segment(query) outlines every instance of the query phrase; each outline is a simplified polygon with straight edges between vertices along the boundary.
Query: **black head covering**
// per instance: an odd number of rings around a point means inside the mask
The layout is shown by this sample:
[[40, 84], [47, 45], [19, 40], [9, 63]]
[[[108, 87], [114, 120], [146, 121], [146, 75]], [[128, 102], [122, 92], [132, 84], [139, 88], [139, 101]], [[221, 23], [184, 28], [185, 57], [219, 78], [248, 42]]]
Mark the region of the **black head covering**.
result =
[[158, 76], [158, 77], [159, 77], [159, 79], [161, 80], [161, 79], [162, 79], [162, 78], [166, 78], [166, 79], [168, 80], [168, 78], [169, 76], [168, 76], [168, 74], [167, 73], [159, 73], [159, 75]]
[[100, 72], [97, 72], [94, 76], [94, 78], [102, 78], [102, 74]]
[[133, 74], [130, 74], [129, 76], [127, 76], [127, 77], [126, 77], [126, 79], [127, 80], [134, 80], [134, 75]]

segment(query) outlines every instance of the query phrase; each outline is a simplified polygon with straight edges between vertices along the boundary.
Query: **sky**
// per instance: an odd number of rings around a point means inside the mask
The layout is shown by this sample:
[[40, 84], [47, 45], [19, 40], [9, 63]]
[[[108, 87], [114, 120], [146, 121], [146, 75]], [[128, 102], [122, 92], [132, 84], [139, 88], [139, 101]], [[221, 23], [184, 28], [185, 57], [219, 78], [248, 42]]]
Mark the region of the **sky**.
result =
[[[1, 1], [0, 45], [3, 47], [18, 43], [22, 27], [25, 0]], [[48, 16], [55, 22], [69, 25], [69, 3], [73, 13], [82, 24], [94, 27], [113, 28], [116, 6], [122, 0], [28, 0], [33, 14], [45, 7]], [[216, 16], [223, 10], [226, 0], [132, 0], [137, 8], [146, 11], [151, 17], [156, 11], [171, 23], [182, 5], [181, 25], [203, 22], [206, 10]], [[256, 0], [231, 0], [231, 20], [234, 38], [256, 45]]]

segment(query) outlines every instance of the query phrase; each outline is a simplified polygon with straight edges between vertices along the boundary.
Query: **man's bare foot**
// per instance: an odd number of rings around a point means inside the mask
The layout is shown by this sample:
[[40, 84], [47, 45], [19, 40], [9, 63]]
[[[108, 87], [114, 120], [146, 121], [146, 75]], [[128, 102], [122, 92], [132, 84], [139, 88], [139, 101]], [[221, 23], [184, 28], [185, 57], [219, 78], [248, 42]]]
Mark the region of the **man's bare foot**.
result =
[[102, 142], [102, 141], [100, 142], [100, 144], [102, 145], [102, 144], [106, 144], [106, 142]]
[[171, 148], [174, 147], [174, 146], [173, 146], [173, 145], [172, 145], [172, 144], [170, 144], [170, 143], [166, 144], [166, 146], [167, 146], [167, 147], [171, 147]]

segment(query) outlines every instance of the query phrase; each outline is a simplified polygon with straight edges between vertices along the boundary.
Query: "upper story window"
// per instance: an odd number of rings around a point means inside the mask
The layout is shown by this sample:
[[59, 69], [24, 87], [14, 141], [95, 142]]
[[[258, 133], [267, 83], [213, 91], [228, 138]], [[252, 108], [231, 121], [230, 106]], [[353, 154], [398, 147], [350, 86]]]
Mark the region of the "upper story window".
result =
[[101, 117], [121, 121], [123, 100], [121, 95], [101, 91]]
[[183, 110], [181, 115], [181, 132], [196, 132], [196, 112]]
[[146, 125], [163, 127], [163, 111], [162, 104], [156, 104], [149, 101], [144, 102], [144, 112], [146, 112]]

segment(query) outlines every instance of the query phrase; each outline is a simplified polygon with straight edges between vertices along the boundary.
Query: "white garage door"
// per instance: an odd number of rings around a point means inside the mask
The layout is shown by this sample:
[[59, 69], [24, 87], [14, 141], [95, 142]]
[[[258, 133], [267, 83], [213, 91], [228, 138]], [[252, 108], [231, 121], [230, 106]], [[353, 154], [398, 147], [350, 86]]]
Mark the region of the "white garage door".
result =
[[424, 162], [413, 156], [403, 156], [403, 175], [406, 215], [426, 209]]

**********

DESCRIPTION OF THE TASK. Transfer the entries from their start through the line containing "80], [134, 75]]", request lines included, adding -69 to every vertex coordinate in the answer outlines.

OUTPUT BELOW.
segment(query) outlines every instance of the query phrase; each outline is a simplified polygon with straight edges between vertices along the boundary.
Query: **black head covering**
// per instance: an odd number of rings around a point means inside the mask
The layout is shown by this sample:
[[40, 84], [47, 45], [19, 40], [9, 63]]
[[[108, 87], [114, 120], [146, 121], [146, 75]], [[128, 102], [122, 92], [132, 84], [139, 88], [139, 101]], [[221, 23], [184, 28], [185, 57], [219, 78], [248, 42]]]
Mark the region of the **black head covering**.
result =
[[89, 7], [89, 8], [90, 8], [90, 10], [92, 11], [92, 10], [93, 10], [93, 9], [97, 9], [97, 10], [99, 11], [99, 9], [100, 7], [99, 7], [99, 5], [98, 4], [90, 4], [90, 6]]
[[31, 3], [28, 3], [25, 7], [25, 9], [33, 9], [33, 5]]
[[64, 5], [61, 5], [60, 7], [58, 7], [58, 8], [57, 8], [57, 10], [58, 11], [65, 11], [65, 6]]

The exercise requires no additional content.